§ **PASSAGE FOR REVIEW**:

'''

Bette Boechler has seen some positive strides using Saskatoon Health Region’s attendance strategy in her departments. As the Director for Maternal and Children’s Health, Boechler and her team are meeting their attendance targets and have seen non-culpable absence numbers decrease from last year.

“There are many cases where employees use sick time when we could be doing something else to meet their needs,” says Boechler. “This initiative allows the managers to sit down with the employees and find a solution together.”

The Region’s attendance strategy was developed in 2010, clearly outlining the differences between non-culpable and culpable absenteeism. “The Region takes absenteeism seriously because the appropriate use of resources is everyone’s responsibility,” says Mike Northcott, Director, Employee Relations.

“Non-culpable absences are absences for which an employee is not responsible, like being sick for example,” explains Evette Laville, Labour Relations Consultant. “If someone is taking more sick leave than their peers, we need to look at why that is and ensure the appropriate resources are accessible to the employee when needed.” While the non-culpable attendance meetings seek to assist employees in attending work regularly, should an employee continue to be excessively absent, it may lead to termination of employment. “Termination is not the goal but it is a possibility. Ultimately, we want people to attend work regularly,” says Laville.

'''

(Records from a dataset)
'''

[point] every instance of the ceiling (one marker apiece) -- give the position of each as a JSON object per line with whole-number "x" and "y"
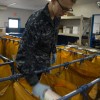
{"x": 33, "y": 4}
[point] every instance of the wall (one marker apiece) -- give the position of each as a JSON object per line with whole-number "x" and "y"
{"x": 86, "y": 8}
{"x": 14, "y": 13}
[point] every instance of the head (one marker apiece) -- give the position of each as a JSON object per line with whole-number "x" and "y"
{"x": 60, "y": 7}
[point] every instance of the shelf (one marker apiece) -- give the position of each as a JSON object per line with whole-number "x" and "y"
{"x": 73, "y": 35}
{"x": 73, "y": 17}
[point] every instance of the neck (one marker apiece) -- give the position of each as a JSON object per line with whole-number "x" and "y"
{"x": 51, "y": 11}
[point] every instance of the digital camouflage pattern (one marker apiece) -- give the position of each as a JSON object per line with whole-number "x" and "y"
{"x": 37, "y": 43}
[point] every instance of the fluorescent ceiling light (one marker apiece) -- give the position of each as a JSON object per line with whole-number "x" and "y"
{"x": 11, "y": 4}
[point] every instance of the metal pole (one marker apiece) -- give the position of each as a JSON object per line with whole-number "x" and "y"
{"x": 81, "y": 89}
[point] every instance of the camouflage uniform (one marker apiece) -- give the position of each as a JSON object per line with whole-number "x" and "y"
{"x": 37, "y": 43}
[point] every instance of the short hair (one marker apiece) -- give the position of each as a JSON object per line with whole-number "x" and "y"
{"x": 74, "y": 1}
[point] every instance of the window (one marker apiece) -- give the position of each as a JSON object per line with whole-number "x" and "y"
{"x": 13, "y": 23}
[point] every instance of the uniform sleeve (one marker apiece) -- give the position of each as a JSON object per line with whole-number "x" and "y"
{"x": 24, "y": 59}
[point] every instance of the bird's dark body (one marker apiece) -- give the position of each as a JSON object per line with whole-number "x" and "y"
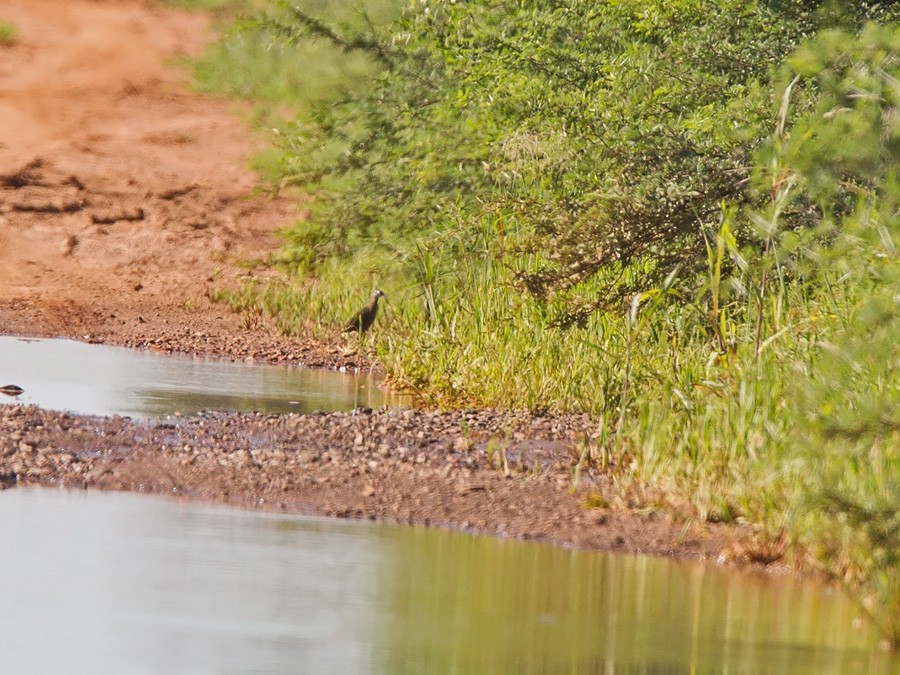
{"x": 364, "y": 318}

'''

§ **ASSIGNED TASK 1**: According to the article on Saskatoon Health Region's attendance strategy, why does the Region take absenteeism seriously?
§ **ASSIGNED TASK 2**: Continue the article on Saskatoon Health Region's attendance strategy, picking up after its final sentence.

§ **TASK OUTPUT 1**: The Region takes absenteeism seriously because, as Mike Northcott states, the appropriate use of resources is everyone's responsibility.

§ **TASK OUTPUT 2**:
For Boechler and her team, the non-culpable absenteeism process has been proactive. “The meetings are supportive and I find that you really get to know your staff and how you can support them,” she says. “Having three or four staff members on sick leave can add up, especially when sick leave may not be the most appropriate option. Staff need to know that we can work with them to find other options for them, such as flex hours or accommodating them with other positions.”
Managers have also been very responsive in requesting Labour Relations support for culpable absenteeism. Since the beginning of the 2012 fiscal year, Labour Relations has had 263 requests from managers for culpable absenteeism support.

“Culpable absences are within the control of the employee, such as chronic lateness, not showing up to work or failing to provide a medical note when requested,” explains Laville. “When a manager feels that they have a case of culpable absenteeism, Labour Relations works closely with the manager to determine the facts and how to proceed.” Follow up on these requests can result in meetings for coaching or various degrees of discipline up to and including termination of employment.